→ DATA LISTING
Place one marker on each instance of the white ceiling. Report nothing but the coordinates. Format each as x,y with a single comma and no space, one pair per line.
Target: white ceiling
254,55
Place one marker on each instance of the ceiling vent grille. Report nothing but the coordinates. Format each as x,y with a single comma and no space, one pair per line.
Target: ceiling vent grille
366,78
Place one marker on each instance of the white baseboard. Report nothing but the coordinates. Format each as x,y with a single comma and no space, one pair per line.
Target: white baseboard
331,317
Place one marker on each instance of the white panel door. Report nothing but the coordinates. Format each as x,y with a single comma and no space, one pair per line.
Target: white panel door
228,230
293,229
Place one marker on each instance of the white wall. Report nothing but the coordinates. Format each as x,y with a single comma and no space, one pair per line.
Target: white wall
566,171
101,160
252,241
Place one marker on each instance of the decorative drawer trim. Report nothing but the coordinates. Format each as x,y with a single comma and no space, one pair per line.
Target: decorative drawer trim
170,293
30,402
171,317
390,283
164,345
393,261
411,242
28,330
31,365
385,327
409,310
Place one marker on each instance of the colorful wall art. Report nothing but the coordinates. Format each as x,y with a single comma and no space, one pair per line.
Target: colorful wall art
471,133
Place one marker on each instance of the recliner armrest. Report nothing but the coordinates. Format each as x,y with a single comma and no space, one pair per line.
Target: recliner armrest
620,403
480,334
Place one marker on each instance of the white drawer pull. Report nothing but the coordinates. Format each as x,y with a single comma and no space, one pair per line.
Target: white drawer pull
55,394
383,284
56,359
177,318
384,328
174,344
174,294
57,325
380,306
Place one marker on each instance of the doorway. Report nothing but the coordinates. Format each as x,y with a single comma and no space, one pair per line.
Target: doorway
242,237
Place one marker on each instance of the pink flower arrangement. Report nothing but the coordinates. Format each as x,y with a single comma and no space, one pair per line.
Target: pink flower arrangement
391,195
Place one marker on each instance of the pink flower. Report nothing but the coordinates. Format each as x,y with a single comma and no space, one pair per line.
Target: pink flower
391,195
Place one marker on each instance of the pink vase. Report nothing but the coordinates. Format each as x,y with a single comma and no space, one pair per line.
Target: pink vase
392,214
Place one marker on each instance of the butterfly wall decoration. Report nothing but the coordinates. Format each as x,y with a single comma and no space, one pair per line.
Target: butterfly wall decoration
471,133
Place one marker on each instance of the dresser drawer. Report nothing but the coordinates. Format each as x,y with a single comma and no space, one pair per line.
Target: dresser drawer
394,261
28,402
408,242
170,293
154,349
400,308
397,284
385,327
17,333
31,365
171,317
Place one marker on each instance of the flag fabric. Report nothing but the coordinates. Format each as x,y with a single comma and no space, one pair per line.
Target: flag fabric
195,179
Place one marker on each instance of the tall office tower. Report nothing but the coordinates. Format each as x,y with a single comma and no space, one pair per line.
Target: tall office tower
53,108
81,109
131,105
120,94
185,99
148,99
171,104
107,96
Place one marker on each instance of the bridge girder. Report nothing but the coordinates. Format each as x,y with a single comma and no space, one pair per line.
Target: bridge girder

→ SHORT EXERCISE
Reproduce verbatim the lines from the one containing "Place one marker on each instance of the bridge" through the end of the entries, with both ends included.

→ SOLUTION TO THE PROBLEM
Place one marker on each instance of the bridge girder. Report nothing but the coordinates. Format each as x,y with a single comma and no space, one pair per line.
Target: bridge girder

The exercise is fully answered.